:: DATA TO PROCESS ::

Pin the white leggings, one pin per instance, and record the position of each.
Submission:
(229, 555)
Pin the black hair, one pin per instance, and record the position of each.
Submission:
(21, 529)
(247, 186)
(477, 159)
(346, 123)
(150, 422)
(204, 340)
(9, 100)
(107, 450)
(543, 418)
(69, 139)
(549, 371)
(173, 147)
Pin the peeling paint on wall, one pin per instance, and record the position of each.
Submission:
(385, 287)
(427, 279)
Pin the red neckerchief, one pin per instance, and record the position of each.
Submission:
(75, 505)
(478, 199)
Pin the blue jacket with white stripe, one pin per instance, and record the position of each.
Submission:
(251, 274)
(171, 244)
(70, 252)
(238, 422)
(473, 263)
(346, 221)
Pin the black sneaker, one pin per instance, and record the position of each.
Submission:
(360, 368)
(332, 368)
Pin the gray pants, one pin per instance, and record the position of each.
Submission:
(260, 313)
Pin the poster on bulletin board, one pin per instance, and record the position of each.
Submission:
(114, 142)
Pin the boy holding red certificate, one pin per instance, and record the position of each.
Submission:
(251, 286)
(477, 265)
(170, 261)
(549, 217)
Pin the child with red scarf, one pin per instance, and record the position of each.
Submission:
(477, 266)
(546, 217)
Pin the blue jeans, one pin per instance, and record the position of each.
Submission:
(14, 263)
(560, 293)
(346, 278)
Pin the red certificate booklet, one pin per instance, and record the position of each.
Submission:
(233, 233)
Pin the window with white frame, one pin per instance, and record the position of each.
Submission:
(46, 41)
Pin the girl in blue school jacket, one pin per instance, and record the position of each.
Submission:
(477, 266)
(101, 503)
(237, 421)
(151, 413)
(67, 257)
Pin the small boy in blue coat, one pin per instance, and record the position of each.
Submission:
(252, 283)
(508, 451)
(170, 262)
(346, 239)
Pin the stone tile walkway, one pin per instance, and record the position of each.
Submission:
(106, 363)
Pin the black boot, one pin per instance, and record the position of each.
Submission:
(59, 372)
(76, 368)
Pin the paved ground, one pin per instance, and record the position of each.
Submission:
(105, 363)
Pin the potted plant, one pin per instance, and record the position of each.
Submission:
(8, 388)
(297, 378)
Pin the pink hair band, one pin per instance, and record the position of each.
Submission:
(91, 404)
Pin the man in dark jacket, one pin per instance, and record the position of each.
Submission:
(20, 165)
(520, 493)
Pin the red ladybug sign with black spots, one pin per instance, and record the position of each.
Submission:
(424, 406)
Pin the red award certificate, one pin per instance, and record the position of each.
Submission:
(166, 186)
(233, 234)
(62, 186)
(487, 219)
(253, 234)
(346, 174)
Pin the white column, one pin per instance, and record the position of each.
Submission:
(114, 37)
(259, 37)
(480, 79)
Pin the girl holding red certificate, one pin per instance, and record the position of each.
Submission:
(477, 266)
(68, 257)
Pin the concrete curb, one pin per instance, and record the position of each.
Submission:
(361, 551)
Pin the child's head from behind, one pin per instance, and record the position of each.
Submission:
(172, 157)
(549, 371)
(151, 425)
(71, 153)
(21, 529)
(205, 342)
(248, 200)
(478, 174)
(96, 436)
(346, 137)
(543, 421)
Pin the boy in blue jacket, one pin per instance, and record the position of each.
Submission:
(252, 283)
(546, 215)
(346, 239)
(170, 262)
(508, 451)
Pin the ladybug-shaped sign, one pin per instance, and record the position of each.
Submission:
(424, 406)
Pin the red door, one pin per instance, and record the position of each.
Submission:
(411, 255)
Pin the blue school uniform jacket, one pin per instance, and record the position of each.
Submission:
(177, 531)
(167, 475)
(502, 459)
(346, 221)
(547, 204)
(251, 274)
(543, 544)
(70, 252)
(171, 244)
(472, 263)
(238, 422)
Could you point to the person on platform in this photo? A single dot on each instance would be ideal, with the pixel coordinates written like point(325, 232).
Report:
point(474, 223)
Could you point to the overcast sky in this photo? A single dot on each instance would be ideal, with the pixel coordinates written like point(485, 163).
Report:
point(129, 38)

:::

— TRY IT —
When a line in the material contains the string "single", copy that line.

— RESULT OF THE TASK —
Could you point to the person on platform in this photo? A single dot on each instance would be ideal, with the pixel coordinates written like point(325, 232).
Could you point to the overcast sky in this photo? A single dot on each instance would be ideal, with the pixel coordinates written like point(485, 163).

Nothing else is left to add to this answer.